• **WORK TO DO**
#1 Reproduce the passage of the blog post starting at "Thursday, April 16, 2009" and ending at "my mid-life crisis.".
#2 Answer these questions from the blog post:
(a) Which birthday is the writer about to celebrate?
(b) Where did the writer celebrate turning 30, and at what kind of party?
(c) At that time, what was the most exotic location the writer had visited?

• **DOCUMENT**
— Begin —

Thursday, April 16, 2009

Bangladesh's Big Brother

No, this isn't a reference to Orwellian surveillance or a local reality TV show. It's me. I'm Bangladesh's big brother. I realized last night at the welcoming party for new volunteers that I'm older than the country that is hosting me. How's that for a revelation on the eve of one's 40th birthday? Does it stand as a testament to my advanced years or as a comment on the relative youth of this nation? Probably both. But this is my blog, so let's focus on me and my mid-life crisis.

Actually, there is no crisis, only a time for reflection. When I look at where I was in 1999, celebrating my 30th birthday at a surprise party with friends in Vancouver, I realize that the real surprises were yet to come. At that time, the most exotic location I had visited was a Club Med in Mexico, and I thought that would be about as wild a place as I would ever experience or want to experience. Even though I celebrated my 30th at a rather turbulent time economically, which is a grand euphemism for being unemployed, the thought that I would ever leave Canada never entered my mind. In fact, even leaving Vancouver was not a thought I wanted to entertain, especially when the alternative might be, shudder, that cold metropolis of Toronto.

— End —

• **STORED ROWS**
— Begin —

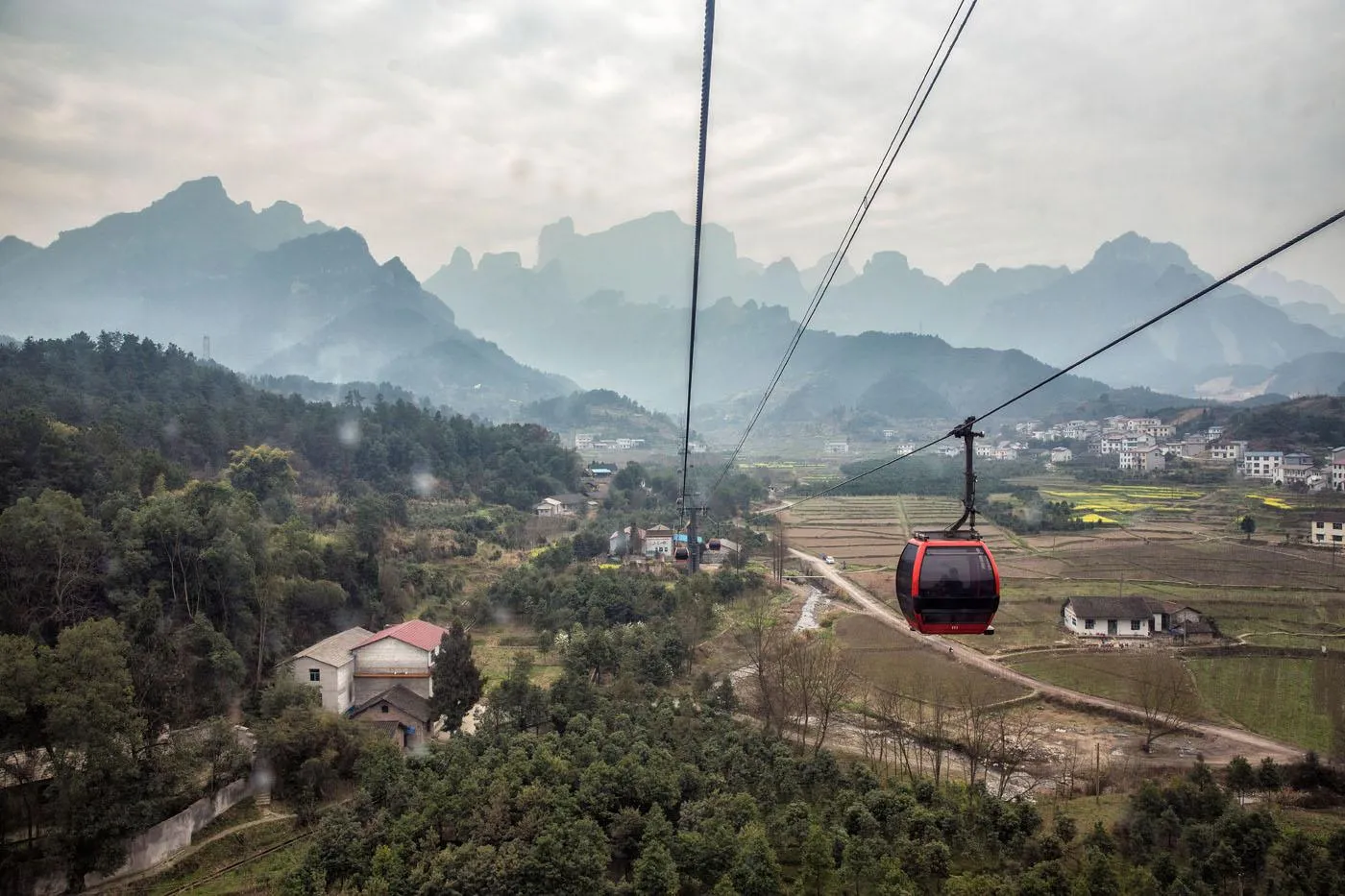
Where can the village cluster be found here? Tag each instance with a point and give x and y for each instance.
(1146, 444)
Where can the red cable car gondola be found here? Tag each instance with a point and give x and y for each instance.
(947, 581)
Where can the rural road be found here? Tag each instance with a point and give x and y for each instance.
(1255, 744)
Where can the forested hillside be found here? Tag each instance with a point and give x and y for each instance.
(94, 416)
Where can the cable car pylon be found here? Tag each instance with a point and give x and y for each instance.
(947, 581)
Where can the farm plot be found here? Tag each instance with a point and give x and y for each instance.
(1113, 674)
(1282, 697)
(894, 664)
(869, 532)
(1122, 503)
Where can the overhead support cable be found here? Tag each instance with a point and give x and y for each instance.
(696, 251)
(914, 108)
(1133, 331)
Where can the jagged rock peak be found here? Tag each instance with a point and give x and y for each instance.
(1133, 248)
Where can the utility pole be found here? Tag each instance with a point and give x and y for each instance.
(693, 546)
(1098, 774)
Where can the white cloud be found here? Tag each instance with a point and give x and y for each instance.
(1058, 124)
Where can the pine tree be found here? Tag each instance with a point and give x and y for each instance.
(457, 681)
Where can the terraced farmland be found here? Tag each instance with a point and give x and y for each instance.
(869, 532)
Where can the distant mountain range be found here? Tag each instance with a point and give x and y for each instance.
(1048, 312)
(275, 294)
(284, 296)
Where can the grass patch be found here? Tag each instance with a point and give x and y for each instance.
(1105, 674)
(255, 878)
(244, 811)
(1284, 698)
(890, 661)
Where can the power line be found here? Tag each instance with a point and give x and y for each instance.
(696, 252)
(1181, 304)
(880, 175)
(1221, 281)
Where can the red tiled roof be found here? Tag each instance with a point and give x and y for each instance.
(417, 633)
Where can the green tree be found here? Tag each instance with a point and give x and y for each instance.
(456, 680)
(50, 554)
(655, 872)
(817, 861)
(755, 869)
(1240, 777)
(94, 736)
(261, 470)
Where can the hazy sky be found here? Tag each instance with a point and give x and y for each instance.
(1217, 124)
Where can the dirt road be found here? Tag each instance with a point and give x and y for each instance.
(1244, 741)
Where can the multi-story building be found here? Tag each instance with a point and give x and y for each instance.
(1338, 469)
(1295, 469)
(1261, 465)
(1146, 459)
(1233, 451)
(1328, 529)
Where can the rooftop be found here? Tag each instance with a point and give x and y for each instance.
(335, 650)
(417, 633)
(399, 695)
(1123, 607)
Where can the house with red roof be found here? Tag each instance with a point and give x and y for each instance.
(399, 655)
(356, 668)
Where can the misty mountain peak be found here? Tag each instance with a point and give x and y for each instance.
(1136, 249)
(208, 190)
(397, 272)
(887, 261)
(12, 248)
(554, 240)
(498, 261)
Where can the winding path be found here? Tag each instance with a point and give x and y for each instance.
(1253, 742)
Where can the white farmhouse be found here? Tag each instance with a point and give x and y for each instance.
(330, 667)
(1328, 529)
(401, 654)
(658, 543)
(1261, 465)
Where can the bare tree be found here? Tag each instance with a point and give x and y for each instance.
(831, 685)
(1015, 745)
(1163, 694)
(762, 638)
(974, 725)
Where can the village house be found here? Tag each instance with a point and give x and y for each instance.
(561, 506)
(1328, 527)
(1338, 469)
(401, 714)
(1261, 465)
(1142, 459)
(401, 654)
(1234, 451)
(330, 667)
(1295, 469)
(619, 543)
(382, 678)
(658, 543)
(1133, 617)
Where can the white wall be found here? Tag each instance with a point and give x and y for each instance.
(333, 685)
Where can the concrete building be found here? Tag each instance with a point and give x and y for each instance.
(401, 654)
(1261, 465)
(330, 667)
(401, 714)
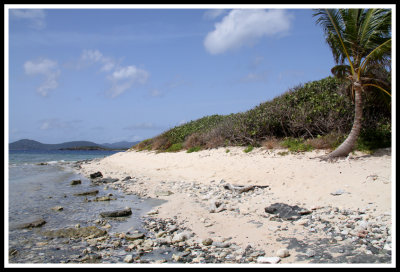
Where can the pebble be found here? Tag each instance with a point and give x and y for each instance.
(270, 260)
(283, 253)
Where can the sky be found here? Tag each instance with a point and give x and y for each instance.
(127, 74)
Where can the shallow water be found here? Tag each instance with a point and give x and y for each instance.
(34, 189)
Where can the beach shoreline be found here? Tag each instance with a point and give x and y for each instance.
(221, 196)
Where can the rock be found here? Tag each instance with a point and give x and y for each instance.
(310, 253)
(107, 180)
(93, 192)
(286, 211)
(133, 237)
(128, 259)
(338, 192)
(96, 175)
(57, 208)
(117, 213)
(91, 231)
(152, 212)
(207, 241)
(283, 253)
(182, 236)
(76, 182)
(270, 260)
(163, 193)
(104, 198)
(33, 224)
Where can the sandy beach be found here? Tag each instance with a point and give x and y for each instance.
(343, 202)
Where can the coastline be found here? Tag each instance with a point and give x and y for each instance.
(347, 203)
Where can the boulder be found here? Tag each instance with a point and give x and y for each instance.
(93, 192)
(96, 175)
(117, 213)
(33, 224)
(286, 211)
(76, 182)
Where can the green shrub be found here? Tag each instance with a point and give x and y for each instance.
(175, 147)
(194, 149)
(248, 149)
(319, 114)
(296, 145)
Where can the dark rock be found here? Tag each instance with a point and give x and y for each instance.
(286, 211)
(93, 192)
(96, 175)
(76, 182)
(33, 224)
(75, 232)
(117, 213)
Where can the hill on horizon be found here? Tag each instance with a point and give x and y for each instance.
(27, 144)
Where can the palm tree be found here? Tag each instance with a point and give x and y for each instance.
(360, 40)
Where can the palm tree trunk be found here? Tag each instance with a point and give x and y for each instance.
(347, 146)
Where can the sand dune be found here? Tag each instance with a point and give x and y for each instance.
(360, 183)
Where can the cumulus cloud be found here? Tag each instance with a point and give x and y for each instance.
(212, 14)
(56, 124)
(245, 27)
(35, 17)
(95, 56)
(48, 69)
(124, 78)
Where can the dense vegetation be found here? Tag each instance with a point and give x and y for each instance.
(318, 114)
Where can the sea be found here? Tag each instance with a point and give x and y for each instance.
(40, 180)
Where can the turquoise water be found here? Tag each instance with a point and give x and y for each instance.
(37, 156)
(39, 181)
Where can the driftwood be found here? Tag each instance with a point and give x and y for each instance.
(241, 189)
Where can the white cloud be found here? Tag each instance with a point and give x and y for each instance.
(212, 14)
(245, 27)
(95, 56)
(35, 17)
(125, 77)
(255, 77)
(122, 78)
(48, 69)
(57, 124)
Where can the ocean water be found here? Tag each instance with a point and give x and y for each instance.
(40, 180)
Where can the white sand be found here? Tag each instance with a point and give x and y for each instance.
(294, 179)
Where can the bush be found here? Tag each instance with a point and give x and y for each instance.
(194, 149)
(248, 149)
(174, 148)
(296, 145)
(319, 114)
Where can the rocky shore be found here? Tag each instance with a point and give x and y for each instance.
(223, 223)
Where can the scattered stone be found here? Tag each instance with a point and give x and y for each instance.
(133, 237)
(57, 208)
(310, 252)
(286, 211)
(207, 241)
(163, 193)
(93, 192)
(104, 198)
(270, 260)
(128, 259)
(117, 213)
(33, 224)
(75, 232)
(96, 175)
(76, 182)
(338, 192)
(283, 253)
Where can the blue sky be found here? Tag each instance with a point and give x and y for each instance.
(108, 75)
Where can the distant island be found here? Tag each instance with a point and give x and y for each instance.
(26, 144)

— End —

• **SOLUTIONS FOR EACH TASK**
#1
Thursday, April 16, 2009

Bangladesh's Big Brother

No, this isn't a reference to Orwellian surveillance or a local reality TV show. It's me. I'm Bangladesh's big brother. I realized last night at the welcoming party for new volunteers that I'm older than the country that is hosting me. How's that for a revelation on the eve of one's 40th birthday? Does it stand as a testament to my advanced years or as a comment on the relative youth of this nation? Probably both. But this is my blog, so let's focus on me and my mid-life crisis.

#2
(a) The writer's 40th birthday.
(b) In Vancouver, at a surprise party with friends.
(c) A Club Med in Mexico.